[Selected extract]:

The order is intentional: trying to read DDL execution first leaves
you flipping back to look up SM_TEMPLATE and catcls_*. Trying to
read the catalog manager first leaves you wondering what the disk
rows are projections of. Reading the in-memory graph first lets the
other two docs land cleanly.
Cross-cutting concerns
Section titled “Cross-cutting concerns”Three concerns cut across this section and across the rest of the engine.
Statistics consumed by Query Processing. cubrid-statistics.md
is logically part of the DDL & Schema section because the per-class
statistics buffer is stored in the catalog and is created /
refreshed alongside the class’s disk representation. But every cost
estimate the optimizer makes — every join order, every access-path
choice, every selectivity multiplier — reads back through this
buffer. The detail doc traces both ends: the producer
(xstats_update_statistics walks the heap and B+Trees) and the
consumer (qo_get_attr_info deserialises the buffer on the client,
then qo_iscan_cost / qo_sscan_cost and the selectivity
estimators score plans). When the Query Processing section’s
cubrid-query-optimizer.md says “the optimizer reads NDV from the
catalog,” this is what it means.
Authentication consumed by every DML path. au_check_authorization
is invoked inline by the locator’s class-fetch path, so the
authorization cache is on the hot path of every SELECT, INSERT,
UPDATE, and DELETE — not just at session start. The per-class
AU_CLASS_CACHE exists precisely to make this check a single
bitmask test against the cached grant bitmap, so the read path does
not pay for a _db_auth lookup on every fetch. The locator
documentation in the Server Architecture / Storage Engine section
takes this cache for granted; cubrid-authentication.md is where it
is built.
Triggers fire from the locator at DML time. Trigger
registration is a DDL operation (CREATE TRIGGER) that writes a
_db_trigger row and attaches a TR_TRIGGER to the affected
SM_CLASS. Trigger execution is a DML operation: when the locator
or object_template applies an INSERT/UPDATE/DELETE, it calls
tr_prepare_class once and then tr_before_object /
tr_after_object per row or per statement. The two halves are
documented together in cubrid-trigger.md because the data-flow
ties them — the cached TR_TRIGGER is what makes the firing path
cheap, and the OID-stack recursion guard lives between the locator
and the trigger manager.

[Written exercise a]:
Can you return the passage of the CUBRID schema excerpt from "Statistics consumed by" to "what it means.", copied word for word?

[Some of the records]
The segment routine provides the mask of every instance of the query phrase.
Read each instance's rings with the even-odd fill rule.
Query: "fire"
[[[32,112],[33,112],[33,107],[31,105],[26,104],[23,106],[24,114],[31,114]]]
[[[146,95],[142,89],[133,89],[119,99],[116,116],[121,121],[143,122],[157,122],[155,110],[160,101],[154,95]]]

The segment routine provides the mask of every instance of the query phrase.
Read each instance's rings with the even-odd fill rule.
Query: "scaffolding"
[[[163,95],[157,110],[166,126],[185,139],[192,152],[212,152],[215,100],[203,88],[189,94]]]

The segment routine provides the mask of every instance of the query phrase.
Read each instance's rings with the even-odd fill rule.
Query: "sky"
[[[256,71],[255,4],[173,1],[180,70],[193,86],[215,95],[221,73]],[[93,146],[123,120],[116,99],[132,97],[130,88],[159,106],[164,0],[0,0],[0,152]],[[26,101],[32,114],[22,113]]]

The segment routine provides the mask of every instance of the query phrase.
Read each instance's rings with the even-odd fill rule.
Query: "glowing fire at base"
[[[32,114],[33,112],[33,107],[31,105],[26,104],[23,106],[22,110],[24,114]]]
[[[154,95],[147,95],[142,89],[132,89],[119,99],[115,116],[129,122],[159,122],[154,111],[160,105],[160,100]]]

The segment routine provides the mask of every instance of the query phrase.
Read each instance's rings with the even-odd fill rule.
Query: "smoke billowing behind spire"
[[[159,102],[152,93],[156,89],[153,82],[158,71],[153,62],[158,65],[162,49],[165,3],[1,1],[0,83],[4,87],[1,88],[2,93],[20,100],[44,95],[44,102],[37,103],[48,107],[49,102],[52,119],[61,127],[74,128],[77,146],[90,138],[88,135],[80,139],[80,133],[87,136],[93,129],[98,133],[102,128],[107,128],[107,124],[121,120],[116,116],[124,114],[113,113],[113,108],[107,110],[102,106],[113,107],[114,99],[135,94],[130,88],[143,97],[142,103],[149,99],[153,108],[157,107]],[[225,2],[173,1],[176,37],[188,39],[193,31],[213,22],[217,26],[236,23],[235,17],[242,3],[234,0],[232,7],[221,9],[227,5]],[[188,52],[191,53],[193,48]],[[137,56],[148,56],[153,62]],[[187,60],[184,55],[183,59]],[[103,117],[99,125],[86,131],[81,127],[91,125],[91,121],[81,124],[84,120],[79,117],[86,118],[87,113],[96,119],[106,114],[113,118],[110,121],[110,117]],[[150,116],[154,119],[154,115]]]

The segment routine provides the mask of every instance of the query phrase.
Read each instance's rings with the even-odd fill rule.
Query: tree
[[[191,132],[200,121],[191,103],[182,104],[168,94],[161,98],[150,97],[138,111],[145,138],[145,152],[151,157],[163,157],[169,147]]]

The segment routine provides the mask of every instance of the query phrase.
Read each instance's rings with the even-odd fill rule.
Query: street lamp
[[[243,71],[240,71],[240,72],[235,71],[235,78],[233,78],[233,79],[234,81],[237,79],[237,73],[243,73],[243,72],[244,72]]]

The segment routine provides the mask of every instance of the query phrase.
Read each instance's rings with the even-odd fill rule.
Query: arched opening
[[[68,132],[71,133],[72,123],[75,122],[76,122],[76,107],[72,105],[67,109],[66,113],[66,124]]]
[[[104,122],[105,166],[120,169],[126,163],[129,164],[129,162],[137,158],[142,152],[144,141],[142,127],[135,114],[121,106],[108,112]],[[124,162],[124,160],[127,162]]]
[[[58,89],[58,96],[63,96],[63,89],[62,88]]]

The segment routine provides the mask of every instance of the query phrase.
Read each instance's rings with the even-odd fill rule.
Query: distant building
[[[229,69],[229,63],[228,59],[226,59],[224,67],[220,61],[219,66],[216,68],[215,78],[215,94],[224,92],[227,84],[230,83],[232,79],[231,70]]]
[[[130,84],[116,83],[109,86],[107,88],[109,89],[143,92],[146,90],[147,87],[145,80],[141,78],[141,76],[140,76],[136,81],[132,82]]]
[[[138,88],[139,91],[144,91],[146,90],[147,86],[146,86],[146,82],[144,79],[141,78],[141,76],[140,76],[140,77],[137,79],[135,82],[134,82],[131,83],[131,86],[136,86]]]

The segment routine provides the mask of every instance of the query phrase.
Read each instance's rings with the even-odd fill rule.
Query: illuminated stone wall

[Written exercise b]:
Which lines in the records contain the string "fire"? Select each of them and copy it out unchanged.

[Response a]:
Statistics consumed by Query Processing. cubrid-statistics.md
is logically part of the DDL & Schema section because the per-class
statistics buffer is stored in the catalog and is created /
refreshed alongside the class’s disk representation. But every cost
estimate the optimizer makes — every join order, every access-path
choice, every selectivity multiplier — reads back through this
buffer. The detail doc traces both ends: the producer
(xstats_update_statistics walks the heap and B+Trees) and the
consumer (qo_get_attr_info deserialises the buffer on the client,
then qo_iscan_cost / qo_sscan_cost and the selectivity
estimators score plans). When the Query Processing section’s
cubrid-query-optimizer.md says “the optimizer reads NDV from the
catalog,” this is what it means.

[Response b]:
Query: "fire"
Query: "glowing fire at base"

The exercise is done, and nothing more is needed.